Source material |
#####
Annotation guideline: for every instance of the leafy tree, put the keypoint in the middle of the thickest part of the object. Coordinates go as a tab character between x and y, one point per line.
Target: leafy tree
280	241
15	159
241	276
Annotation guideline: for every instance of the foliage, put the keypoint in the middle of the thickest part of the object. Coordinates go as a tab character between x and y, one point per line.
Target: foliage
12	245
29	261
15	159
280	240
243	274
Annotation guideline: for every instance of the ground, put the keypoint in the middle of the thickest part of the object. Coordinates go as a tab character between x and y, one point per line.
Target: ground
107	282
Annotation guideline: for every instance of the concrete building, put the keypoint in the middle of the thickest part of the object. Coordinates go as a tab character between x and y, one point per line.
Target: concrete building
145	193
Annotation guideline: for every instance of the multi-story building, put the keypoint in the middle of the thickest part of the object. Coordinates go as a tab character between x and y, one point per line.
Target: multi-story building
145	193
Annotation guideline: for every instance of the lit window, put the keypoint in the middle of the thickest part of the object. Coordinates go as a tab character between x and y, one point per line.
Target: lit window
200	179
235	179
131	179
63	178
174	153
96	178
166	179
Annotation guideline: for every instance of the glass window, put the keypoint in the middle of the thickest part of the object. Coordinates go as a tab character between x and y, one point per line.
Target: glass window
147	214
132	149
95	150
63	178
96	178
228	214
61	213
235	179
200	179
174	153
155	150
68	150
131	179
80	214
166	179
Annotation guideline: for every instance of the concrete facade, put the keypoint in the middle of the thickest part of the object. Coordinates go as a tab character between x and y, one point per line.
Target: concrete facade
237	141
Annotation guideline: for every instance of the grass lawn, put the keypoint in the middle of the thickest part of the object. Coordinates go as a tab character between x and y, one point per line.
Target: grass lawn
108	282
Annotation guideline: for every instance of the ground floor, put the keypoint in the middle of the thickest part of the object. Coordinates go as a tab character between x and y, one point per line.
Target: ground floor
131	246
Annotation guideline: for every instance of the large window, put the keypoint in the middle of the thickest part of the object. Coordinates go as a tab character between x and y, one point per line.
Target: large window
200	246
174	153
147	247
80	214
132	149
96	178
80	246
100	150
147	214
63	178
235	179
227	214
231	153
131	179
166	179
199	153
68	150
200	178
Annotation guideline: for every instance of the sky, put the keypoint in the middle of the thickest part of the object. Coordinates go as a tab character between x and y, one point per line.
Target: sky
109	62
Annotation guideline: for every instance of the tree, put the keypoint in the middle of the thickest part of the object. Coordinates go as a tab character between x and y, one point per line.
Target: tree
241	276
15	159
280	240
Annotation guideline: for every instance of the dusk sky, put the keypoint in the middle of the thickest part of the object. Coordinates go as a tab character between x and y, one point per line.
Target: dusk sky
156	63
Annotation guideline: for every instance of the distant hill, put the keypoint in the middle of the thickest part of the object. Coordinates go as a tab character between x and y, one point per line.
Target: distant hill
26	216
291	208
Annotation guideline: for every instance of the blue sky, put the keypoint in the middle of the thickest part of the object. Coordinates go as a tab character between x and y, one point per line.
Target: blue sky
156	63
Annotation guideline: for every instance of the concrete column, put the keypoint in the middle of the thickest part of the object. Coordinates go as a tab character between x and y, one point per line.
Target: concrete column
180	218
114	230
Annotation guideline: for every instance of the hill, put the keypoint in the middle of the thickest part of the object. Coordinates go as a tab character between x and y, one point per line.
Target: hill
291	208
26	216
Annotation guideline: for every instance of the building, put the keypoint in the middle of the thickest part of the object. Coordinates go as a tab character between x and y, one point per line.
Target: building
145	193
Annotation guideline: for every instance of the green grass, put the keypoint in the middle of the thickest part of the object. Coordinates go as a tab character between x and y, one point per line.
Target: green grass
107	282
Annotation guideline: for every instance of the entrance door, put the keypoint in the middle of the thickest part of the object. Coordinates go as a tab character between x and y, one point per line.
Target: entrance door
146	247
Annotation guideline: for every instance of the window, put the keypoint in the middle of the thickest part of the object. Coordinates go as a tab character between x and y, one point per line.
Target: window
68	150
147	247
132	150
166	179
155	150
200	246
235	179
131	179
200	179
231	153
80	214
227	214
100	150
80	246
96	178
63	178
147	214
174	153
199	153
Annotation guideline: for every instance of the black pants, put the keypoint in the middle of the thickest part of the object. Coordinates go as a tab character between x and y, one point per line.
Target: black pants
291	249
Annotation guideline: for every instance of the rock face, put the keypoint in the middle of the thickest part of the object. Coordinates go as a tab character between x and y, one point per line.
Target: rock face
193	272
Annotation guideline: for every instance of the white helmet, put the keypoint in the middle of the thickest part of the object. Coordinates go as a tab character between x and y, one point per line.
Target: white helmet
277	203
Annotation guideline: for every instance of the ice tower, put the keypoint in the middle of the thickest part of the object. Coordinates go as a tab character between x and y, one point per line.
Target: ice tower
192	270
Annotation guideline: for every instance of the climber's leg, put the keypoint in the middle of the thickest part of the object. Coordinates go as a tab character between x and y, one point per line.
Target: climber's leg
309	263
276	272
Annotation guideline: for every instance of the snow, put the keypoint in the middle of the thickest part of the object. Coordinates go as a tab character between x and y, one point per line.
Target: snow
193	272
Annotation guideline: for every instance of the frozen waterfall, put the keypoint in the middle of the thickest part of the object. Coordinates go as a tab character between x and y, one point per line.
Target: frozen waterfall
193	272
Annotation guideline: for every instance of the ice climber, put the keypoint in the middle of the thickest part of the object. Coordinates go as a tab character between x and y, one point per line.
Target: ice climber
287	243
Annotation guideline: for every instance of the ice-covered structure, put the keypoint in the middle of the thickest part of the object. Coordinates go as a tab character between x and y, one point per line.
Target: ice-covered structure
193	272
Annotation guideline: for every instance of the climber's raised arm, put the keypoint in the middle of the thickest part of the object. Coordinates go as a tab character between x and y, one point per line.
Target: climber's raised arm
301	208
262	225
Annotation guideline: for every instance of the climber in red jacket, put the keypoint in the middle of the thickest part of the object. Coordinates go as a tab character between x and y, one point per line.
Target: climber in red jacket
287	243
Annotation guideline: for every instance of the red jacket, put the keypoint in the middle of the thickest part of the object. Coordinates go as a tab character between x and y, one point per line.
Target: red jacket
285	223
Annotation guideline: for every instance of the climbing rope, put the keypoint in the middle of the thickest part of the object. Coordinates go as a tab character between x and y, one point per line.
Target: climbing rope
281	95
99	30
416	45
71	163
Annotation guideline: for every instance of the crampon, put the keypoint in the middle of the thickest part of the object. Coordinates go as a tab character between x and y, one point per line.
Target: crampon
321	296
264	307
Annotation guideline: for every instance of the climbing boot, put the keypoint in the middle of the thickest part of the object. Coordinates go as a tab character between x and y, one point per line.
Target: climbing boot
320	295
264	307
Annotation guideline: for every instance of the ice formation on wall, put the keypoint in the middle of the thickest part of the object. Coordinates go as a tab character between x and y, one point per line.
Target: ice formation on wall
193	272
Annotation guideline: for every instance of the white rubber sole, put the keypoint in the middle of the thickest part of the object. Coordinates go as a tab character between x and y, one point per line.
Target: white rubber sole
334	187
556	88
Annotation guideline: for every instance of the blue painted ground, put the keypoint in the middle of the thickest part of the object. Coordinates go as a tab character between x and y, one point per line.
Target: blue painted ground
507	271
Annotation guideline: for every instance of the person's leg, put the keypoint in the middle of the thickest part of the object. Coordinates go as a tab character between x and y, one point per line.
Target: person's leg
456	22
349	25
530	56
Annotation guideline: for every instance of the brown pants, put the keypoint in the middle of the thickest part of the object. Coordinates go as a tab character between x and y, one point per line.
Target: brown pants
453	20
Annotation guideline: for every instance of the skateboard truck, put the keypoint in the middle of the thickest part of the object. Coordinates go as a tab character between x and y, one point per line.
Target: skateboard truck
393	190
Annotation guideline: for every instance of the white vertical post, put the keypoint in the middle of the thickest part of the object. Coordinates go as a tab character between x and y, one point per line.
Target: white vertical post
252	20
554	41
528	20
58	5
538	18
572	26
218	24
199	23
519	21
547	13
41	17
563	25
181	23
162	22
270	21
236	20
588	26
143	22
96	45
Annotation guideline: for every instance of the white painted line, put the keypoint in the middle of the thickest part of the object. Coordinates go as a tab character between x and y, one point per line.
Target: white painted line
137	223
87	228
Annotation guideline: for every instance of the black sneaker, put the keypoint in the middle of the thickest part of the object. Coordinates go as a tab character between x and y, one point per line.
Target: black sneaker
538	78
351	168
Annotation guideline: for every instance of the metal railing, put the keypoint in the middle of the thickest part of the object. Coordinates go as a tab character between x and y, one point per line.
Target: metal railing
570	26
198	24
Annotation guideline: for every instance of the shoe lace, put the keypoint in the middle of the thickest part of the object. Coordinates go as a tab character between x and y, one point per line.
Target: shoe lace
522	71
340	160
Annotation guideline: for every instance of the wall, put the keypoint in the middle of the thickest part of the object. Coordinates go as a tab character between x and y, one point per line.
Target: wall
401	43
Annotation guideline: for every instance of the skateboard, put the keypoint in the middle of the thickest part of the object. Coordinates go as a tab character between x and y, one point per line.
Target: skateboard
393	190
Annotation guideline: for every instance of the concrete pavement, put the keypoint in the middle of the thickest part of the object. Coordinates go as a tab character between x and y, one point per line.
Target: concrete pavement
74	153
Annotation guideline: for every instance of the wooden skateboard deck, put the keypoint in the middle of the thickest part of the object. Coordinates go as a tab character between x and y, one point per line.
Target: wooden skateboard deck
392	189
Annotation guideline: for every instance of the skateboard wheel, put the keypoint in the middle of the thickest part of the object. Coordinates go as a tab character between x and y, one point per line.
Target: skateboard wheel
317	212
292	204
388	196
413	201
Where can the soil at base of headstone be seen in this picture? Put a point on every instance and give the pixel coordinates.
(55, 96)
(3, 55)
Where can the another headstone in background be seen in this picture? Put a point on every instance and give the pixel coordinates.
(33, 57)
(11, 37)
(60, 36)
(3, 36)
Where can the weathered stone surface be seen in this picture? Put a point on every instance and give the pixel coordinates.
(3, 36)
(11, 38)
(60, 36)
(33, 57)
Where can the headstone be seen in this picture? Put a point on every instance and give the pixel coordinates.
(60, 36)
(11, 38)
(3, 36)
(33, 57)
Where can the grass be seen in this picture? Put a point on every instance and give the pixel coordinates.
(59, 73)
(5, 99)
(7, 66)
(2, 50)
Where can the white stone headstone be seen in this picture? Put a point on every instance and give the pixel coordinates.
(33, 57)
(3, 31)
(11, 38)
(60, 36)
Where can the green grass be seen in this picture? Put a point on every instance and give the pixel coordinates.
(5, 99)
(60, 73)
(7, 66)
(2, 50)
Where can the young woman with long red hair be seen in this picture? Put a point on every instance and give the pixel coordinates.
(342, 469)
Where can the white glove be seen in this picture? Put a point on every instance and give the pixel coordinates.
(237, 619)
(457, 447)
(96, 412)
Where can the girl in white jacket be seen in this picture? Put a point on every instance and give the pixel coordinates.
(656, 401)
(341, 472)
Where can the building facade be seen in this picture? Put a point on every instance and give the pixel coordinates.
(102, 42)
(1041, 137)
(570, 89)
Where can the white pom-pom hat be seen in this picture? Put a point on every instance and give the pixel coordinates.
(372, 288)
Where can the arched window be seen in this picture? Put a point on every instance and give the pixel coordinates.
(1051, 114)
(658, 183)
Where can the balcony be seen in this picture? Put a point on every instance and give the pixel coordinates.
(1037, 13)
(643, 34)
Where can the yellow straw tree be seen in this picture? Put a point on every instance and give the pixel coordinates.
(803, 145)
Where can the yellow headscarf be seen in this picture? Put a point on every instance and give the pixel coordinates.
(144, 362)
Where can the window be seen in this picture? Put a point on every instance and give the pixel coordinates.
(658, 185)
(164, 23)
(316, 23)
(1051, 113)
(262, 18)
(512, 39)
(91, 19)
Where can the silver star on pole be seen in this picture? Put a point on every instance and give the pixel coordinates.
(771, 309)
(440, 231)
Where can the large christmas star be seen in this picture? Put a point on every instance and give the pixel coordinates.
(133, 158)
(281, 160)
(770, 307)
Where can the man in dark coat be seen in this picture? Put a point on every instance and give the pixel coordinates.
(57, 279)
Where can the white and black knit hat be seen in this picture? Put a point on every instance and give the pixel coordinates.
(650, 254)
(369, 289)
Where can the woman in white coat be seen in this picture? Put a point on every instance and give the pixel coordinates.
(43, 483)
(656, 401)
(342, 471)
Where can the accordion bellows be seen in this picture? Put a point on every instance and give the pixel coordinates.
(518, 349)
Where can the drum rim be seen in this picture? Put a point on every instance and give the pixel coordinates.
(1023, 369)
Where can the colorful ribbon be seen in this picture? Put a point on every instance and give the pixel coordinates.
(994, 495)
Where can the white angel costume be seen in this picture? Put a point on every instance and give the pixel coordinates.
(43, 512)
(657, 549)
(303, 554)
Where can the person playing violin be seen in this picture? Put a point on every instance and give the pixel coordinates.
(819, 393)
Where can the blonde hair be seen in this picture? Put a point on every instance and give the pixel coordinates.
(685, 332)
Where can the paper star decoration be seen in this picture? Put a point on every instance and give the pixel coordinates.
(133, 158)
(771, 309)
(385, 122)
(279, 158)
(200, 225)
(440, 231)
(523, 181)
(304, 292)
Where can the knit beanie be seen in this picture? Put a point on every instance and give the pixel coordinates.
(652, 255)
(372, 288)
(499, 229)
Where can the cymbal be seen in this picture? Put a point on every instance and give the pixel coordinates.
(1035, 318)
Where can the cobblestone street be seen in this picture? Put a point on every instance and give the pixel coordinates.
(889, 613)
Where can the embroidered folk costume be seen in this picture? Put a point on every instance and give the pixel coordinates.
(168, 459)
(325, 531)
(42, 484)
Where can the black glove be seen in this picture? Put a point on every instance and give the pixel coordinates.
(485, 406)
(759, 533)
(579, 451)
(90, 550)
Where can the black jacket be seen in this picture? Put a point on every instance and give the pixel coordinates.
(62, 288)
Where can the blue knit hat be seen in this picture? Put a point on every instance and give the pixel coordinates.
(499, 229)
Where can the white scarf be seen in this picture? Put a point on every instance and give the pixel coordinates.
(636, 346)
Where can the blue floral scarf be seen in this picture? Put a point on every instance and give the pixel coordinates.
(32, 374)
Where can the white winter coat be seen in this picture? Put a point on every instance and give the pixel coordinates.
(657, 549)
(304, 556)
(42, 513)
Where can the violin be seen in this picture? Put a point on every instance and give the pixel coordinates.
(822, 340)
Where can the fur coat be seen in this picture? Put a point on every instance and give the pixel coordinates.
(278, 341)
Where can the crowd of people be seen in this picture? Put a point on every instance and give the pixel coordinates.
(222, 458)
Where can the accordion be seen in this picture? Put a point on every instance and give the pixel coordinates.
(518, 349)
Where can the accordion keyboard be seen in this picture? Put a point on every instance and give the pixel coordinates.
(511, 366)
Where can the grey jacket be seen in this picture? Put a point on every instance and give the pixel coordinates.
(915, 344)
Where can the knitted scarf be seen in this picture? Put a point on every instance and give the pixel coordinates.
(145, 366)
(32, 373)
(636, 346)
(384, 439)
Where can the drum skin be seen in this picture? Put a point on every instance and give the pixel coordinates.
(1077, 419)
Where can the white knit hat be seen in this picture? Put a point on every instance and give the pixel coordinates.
#####
Problem details |
Start with the line above that contains "Annotation guideline: for every instance of the window, put" and end with the line that contains "white helmet, put". Write out those lines exactly, and only those.

Finished exercise |
Annotation guideline: for every instance of the window, put the keypoint in the middle of the thickest part of the object. Coordinates go as a tab character between x and y, one point per line.
Target: window
68	150
147	247
132	150
166	179
155	150
200	246
235	179
131	179
200	179
231	153
80	214
227	214
100	150
80	246
96	178
63	178
147	214
174	153
199	153
Annotation guideline: for every instance of the black pants, put the keypoint in the middle of the thickest part of the object. Coordinates go as a tab character between x and y, one point per line.
Target: black pants
291	249
Annotation guideline: for every instance of the rock face, put the keypoint in the middle of the thickest part of the object. Coordinates go as a tab character between x and y, one point per line.
Target: rock face
193	272
Annotation guideline: for every instance of the white helmet, put the keypoint in the middle of the thickest part of the object. Coordinates go as a tab character between x and y, one point per line.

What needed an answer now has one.